Supplied data:
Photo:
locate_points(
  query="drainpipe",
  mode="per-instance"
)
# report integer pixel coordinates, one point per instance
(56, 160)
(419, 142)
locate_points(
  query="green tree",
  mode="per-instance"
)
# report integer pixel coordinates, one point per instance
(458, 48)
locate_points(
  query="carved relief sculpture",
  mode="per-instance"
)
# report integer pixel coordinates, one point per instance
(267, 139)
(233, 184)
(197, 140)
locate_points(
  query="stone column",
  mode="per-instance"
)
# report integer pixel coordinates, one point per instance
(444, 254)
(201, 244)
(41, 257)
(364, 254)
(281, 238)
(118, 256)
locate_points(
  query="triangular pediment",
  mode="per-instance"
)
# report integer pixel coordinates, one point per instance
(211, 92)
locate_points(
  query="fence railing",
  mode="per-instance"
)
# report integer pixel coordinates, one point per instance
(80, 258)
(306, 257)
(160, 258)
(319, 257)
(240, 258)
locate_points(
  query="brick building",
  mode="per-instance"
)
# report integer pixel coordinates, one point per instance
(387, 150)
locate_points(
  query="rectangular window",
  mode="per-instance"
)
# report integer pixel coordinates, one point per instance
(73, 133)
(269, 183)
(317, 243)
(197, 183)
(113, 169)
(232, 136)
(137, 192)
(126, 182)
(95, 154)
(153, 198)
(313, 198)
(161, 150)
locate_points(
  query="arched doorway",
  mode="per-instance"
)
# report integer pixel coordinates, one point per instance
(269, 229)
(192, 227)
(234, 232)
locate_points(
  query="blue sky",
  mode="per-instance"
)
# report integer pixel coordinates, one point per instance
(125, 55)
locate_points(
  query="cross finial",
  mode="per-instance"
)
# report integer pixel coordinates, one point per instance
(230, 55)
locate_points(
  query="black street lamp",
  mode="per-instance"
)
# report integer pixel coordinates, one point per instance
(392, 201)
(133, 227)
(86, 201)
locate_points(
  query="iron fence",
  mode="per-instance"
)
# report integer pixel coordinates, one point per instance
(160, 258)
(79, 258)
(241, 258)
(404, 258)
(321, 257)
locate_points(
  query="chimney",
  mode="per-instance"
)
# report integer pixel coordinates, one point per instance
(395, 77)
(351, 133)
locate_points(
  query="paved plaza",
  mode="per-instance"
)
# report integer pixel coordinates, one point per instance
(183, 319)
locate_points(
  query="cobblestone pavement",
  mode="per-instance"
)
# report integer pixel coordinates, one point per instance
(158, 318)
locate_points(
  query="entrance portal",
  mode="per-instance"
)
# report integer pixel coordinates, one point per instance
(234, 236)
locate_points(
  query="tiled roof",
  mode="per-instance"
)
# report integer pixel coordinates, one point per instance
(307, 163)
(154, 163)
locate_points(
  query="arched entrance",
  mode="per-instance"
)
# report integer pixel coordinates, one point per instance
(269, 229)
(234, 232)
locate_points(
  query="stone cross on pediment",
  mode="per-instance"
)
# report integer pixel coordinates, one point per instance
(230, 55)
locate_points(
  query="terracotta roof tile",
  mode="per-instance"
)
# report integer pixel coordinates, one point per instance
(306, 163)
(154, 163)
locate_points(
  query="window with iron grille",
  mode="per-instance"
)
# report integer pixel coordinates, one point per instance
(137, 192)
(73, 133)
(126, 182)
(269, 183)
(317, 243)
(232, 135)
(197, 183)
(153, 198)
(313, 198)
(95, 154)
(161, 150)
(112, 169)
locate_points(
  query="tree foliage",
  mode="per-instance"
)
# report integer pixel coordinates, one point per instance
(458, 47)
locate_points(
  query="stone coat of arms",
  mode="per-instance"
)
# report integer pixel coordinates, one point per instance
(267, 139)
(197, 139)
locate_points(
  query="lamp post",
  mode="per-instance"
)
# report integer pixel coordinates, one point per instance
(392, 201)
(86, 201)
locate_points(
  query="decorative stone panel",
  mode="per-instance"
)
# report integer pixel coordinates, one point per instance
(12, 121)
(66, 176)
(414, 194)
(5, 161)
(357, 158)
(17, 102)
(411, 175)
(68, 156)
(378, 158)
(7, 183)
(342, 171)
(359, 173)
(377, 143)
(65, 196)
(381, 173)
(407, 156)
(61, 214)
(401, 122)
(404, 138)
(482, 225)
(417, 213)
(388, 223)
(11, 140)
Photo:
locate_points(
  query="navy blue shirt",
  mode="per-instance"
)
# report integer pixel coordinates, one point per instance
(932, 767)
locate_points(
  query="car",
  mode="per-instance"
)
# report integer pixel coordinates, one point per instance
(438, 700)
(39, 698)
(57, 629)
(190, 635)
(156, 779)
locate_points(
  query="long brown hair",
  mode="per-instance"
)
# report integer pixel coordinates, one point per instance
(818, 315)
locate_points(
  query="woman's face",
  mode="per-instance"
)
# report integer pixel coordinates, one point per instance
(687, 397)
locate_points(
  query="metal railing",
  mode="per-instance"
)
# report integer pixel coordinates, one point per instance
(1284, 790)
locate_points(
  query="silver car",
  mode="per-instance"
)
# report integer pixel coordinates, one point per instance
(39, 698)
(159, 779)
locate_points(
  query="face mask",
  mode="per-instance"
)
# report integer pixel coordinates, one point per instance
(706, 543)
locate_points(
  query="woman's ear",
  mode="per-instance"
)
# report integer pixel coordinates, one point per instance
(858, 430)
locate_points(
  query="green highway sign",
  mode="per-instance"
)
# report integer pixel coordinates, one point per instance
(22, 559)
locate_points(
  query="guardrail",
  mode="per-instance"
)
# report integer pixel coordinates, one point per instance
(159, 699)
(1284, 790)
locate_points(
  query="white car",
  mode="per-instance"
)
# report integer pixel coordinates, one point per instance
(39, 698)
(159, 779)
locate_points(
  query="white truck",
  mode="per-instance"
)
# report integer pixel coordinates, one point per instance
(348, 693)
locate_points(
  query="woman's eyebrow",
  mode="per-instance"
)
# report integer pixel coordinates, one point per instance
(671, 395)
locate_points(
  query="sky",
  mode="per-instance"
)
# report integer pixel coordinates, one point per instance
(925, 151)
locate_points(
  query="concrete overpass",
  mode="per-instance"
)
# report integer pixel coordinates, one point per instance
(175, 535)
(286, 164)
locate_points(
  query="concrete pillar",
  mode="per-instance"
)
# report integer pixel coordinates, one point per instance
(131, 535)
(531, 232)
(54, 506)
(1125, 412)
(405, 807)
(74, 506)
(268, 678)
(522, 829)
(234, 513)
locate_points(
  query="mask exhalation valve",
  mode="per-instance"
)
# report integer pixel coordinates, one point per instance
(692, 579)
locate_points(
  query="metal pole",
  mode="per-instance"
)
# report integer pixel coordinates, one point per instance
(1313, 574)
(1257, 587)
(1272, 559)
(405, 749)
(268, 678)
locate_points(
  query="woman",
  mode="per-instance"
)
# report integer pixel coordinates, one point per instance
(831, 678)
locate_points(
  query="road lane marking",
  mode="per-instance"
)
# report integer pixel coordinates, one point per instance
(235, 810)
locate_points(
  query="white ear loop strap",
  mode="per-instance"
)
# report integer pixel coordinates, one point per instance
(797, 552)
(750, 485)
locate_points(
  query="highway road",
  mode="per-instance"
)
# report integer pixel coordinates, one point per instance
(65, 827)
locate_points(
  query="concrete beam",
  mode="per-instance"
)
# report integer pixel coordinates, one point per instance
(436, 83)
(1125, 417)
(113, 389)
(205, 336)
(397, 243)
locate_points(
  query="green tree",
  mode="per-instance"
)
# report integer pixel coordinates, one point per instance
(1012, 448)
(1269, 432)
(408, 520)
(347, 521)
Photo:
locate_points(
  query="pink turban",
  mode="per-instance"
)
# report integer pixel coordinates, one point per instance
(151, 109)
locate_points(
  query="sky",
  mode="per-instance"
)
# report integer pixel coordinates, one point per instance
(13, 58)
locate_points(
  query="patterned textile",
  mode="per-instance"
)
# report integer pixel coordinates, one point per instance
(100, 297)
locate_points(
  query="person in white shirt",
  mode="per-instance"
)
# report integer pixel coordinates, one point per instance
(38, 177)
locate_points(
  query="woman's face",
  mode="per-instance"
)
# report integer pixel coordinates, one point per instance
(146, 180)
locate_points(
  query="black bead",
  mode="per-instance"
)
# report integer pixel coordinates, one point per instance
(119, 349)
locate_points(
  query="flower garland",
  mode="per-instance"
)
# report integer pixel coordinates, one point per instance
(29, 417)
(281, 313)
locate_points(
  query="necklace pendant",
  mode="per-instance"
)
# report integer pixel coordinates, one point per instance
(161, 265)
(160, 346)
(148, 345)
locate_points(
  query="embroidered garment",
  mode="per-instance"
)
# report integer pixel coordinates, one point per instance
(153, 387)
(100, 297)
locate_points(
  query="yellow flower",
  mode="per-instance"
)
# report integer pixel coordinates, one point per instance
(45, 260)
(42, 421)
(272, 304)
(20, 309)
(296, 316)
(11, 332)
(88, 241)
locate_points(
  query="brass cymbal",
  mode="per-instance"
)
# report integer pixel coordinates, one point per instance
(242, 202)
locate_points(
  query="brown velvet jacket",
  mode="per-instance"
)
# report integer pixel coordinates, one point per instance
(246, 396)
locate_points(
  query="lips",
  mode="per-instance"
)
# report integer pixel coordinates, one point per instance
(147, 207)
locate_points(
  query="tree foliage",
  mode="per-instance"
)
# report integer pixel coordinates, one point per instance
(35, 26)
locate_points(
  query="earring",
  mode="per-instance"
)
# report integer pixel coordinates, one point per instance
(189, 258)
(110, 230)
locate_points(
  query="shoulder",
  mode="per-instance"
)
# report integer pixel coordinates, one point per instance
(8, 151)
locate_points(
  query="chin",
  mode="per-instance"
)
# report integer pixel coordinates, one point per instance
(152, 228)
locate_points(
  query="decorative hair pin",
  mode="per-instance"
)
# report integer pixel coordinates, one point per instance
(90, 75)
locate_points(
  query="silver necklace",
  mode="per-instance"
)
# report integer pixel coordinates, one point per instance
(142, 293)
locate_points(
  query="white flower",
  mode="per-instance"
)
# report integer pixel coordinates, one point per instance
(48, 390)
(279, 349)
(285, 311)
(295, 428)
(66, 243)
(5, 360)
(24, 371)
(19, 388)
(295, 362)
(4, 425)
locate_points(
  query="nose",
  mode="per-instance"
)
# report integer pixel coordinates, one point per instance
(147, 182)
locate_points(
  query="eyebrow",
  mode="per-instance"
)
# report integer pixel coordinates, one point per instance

The problem:
How many lines in the rows above contain the string "mask"? Matching is case-sensitive, and the reply should be the number alone.

The solution:
2